Given exercise: Reproduce verbatim the stretch of data from the line containing "Target = front bumper" through the line containing "(1007, 401)", including both of those lines.

Provided data:

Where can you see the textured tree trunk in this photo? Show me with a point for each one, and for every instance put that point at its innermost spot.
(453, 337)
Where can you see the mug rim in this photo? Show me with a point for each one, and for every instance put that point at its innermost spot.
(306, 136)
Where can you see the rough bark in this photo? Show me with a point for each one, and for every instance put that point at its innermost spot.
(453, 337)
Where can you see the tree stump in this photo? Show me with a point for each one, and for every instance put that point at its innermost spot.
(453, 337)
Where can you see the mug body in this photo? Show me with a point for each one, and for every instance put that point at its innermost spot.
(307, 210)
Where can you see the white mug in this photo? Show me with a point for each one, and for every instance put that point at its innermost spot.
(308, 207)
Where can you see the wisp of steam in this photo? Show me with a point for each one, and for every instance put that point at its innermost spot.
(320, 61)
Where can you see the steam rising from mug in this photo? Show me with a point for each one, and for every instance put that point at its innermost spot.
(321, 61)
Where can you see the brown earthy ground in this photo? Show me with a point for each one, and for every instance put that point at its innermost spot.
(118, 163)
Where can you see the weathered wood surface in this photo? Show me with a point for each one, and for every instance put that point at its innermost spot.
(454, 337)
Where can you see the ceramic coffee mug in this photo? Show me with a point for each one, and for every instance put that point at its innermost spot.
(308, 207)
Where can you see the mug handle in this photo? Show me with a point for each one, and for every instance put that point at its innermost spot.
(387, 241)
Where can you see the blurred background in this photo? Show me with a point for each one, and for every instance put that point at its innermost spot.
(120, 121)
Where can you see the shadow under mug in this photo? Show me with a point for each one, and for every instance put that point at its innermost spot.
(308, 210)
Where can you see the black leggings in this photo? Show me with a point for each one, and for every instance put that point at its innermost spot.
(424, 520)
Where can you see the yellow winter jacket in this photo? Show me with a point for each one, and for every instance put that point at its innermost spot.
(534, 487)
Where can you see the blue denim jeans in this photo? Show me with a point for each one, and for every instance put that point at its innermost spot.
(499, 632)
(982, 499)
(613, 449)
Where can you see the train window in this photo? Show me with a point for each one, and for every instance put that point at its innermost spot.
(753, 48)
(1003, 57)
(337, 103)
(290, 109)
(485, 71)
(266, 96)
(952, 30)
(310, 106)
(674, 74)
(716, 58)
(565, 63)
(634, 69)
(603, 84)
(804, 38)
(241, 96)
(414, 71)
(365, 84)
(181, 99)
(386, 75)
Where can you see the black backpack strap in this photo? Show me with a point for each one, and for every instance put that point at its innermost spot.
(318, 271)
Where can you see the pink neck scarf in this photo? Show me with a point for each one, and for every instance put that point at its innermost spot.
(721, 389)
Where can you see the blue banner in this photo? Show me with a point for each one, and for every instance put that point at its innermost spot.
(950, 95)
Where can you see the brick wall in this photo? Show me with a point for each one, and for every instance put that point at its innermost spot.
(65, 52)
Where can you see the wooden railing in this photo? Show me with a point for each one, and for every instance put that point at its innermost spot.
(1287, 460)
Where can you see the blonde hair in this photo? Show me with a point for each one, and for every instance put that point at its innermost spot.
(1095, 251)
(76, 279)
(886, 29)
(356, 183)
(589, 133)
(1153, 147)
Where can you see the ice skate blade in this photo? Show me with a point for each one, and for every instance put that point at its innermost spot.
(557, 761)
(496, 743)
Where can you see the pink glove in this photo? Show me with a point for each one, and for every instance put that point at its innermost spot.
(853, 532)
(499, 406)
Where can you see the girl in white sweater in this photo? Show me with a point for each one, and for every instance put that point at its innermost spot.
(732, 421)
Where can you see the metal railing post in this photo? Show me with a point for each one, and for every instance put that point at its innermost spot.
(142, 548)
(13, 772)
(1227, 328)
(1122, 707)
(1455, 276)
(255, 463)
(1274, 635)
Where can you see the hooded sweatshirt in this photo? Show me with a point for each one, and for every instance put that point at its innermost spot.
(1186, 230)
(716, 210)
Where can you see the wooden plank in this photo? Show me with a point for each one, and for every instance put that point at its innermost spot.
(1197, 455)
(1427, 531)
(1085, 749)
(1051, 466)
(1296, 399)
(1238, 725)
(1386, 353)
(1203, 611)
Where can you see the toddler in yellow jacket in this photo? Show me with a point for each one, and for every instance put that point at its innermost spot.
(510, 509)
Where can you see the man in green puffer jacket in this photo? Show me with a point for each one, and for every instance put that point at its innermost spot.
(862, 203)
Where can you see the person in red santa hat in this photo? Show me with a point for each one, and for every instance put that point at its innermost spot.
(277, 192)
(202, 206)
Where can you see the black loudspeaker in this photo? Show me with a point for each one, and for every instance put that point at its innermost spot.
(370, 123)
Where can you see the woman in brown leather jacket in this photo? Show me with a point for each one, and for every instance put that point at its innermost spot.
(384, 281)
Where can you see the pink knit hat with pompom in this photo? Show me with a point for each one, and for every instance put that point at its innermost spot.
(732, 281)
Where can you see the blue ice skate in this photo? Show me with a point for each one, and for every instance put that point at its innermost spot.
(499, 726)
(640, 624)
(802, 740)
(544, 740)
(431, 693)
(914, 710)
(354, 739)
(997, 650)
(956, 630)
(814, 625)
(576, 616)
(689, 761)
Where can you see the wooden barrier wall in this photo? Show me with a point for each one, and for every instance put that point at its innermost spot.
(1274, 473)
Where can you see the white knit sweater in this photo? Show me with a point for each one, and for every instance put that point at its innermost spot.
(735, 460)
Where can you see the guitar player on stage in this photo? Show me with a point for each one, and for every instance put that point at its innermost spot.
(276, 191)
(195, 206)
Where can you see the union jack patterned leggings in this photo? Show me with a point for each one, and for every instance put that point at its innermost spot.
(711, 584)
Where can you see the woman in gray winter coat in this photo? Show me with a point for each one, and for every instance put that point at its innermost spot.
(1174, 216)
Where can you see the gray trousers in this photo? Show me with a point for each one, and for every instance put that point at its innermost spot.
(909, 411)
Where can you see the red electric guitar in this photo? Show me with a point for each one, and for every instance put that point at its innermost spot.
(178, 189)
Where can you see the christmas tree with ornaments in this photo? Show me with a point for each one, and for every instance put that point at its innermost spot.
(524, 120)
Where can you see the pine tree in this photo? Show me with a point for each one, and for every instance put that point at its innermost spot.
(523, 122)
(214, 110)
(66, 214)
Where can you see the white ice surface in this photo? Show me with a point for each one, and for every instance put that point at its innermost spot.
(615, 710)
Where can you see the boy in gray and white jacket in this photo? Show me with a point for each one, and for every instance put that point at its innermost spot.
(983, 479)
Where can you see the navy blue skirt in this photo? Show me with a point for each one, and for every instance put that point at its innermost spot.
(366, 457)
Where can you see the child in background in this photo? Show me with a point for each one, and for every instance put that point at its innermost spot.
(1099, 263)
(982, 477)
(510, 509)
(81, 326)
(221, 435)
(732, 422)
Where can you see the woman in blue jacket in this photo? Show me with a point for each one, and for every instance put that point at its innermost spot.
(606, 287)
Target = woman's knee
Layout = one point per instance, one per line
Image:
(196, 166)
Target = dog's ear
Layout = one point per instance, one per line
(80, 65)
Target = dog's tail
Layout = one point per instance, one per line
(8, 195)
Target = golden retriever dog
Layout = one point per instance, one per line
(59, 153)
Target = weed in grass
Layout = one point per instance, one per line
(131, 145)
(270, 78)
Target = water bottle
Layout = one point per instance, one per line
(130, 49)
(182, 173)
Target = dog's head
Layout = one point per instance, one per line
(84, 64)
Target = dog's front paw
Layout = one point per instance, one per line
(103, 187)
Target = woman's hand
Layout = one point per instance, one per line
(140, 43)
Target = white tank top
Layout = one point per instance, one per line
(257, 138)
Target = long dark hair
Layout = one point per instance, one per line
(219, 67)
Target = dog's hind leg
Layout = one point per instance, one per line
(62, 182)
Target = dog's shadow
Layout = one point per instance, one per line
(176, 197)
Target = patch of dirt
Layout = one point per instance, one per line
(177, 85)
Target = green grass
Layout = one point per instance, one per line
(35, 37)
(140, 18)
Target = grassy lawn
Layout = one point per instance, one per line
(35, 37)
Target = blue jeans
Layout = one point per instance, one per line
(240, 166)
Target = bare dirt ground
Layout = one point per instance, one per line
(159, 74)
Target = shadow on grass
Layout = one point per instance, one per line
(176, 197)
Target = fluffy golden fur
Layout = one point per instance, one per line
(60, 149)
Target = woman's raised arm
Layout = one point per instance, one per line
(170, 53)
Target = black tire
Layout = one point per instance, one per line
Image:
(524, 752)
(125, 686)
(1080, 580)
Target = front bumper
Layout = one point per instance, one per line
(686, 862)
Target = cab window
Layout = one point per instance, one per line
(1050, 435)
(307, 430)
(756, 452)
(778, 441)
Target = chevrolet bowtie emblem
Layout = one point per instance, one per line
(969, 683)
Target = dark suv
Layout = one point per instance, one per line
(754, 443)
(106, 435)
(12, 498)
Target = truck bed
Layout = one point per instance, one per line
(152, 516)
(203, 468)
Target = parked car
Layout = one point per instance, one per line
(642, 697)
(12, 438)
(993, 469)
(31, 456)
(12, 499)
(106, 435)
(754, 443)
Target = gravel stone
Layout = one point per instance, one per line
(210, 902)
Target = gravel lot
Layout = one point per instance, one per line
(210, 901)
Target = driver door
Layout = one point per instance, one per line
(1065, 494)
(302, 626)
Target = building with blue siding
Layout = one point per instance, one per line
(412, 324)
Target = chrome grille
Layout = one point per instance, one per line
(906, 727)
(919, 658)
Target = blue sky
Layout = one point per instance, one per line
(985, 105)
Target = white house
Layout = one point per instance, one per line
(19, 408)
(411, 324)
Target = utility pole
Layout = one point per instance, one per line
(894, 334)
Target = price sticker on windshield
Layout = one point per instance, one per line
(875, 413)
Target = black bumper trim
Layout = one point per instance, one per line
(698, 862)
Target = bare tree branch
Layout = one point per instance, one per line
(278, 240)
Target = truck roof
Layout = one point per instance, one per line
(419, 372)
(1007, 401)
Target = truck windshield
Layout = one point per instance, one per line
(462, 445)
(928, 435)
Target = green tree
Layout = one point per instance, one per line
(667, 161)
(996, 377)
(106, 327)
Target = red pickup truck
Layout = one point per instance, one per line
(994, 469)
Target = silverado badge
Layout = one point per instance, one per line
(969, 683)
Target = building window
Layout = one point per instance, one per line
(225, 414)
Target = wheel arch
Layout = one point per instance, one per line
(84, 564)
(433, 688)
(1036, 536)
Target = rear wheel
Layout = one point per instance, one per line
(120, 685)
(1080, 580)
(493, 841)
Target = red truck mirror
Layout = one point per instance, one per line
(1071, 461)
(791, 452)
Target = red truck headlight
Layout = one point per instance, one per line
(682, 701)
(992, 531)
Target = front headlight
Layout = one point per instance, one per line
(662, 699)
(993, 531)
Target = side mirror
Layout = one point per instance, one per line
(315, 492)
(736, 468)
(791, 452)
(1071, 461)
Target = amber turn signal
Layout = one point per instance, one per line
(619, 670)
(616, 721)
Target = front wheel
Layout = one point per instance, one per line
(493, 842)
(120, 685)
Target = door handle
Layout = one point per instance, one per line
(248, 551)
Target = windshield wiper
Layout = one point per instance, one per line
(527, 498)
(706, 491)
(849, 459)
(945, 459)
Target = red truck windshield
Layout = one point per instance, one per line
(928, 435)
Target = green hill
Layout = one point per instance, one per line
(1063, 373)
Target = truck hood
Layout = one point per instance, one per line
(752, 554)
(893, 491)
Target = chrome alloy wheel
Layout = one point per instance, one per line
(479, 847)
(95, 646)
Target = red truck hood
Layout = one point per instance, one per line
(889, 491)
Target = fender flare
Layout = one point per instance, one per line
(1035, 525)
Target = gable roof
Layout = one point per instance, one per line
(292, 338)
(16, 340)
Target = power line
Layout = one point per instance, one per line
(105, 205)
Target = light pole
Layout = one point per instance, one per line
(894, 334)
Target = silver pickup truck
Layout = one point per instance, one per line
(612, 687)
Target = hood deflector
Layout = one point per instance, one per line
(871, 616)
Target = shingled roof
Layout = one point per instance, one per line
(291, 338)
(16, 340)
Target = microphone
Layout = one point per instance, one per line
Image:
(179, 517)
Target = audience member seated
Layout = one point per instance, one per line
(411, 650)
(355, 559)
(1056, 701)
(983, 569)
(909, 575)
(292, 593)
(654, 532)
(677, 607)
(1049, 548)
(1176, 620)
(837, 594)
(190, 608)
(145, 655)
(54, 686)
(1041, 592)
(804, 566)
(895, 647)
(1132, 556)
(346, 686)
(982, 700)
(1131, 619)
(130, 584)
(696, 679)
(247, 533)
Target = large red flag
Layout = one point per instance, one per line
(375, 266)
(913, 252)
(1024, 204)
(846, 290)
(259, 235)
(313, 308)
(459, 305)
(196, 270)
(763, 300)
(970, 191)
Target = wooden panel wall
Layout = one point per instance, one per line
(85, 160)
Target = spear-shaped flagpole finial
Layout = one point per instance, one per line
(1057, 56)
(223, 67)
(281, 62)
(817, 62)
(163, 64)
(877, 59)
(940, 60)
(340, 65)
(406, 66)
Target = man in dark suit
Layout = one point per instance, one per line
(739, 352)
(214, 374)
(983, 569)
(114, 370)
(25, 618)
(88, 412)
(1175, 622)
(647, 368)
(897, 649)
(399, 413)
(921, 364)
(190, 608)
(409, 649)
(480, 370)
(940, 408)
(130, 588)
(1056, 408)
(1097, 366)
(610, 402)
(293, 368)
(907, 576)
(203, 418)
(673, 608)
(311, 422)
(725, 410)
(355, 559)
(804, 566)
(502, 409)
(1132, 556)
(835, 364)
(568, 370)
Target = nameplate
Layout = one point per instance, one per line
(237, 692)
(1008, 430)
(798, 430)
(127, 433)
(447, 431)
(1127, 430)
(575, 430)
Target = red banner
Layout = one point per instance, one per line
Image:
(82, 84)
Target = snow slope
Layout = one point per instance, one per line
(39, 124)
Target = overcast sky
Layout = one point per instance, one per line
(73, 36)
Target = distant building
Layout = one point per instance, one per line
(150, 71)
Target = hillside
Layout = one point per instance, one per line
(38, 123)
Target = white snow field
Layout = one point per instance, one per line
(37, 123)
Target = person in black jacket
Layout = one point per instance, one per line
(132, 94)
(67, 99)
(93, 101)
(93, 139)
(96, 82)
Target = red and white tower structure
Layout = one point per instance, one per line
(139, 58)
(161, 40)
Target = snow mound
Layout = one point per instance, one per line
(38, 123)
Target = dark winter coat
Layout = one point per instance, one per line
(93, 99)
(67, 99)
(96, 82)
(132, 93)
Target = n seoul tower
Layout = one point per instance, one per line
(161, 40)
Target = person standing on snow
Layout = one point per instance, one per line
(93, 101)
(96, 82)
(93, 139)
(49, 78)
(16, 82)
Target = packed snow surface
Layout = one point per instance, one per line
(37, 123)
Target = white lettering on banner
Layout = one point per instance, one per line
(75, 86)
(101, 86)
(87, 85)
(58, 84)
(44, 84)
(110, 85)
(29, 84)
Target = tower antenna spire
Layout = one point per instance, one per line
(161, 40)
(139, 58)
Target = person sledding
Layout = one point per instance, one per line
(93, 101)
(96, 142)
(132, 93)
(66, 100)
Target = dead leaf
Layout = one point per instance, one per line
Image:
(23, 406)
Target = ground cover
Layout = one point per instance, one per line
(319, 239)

Complete response:
Target = front bumper
Layout = one point per instance, one per line
(686, 862)
Target = cab window
Layout = one point per instance, one per line
(1050, 435)
(307, 430)
(756, 452)
(778, 441)
Target = chevrolet bowtie emblem
Layout = one point per instance, one per line
(969, 683)
Target = dark suv
Layout = one point per instance, one per line
(754, 443)
(106, 435)
(12, 498)
Target = truck bed
Layout = one point per instance, one per line
(152, 516)
(203, 468)
Target = parked car
Layout = one point per instance, one per line
(642, 697)
(12, 438)
(993, 469)
(31, 456)
(12, 499)
(106, 435)
(754, 443)
Target = gravel stone
Layout = one point per instance, one per line
(210, 902)
Target = gravel lot
Layout = one point per instance, one per line
(210, 901)
Target = driver door
Layout = one point per instance, one per line
(1065, 494)
(302, 626)
Target = building with blue siding
Layout = one point per instance, one per line
(412, 324)
Target = chrome grille
Layout = one point per instance, one per line
(906, 727)
(919, 658)
Target = blue sky
Layout = one point per instance, one per line
(985, 105)
Target = white house
Layout = one point per instance, one per line
(19, 408)
(411, 324)
Target = utility pole
Layout = one point per instance, one per line
(894, 334)
Target = price sticker on windshield
Layout = one point per instance, one per line
(875, 413)
Target = black bumper trim
Layout = one point per instance, one per line
(698, 862)
Target = bare tree branch
Layout = one point per instance, one per line
(278, 240)
Target = truck roof
Layout = one point per instance, one per line
(419, 372)
(1007, 401)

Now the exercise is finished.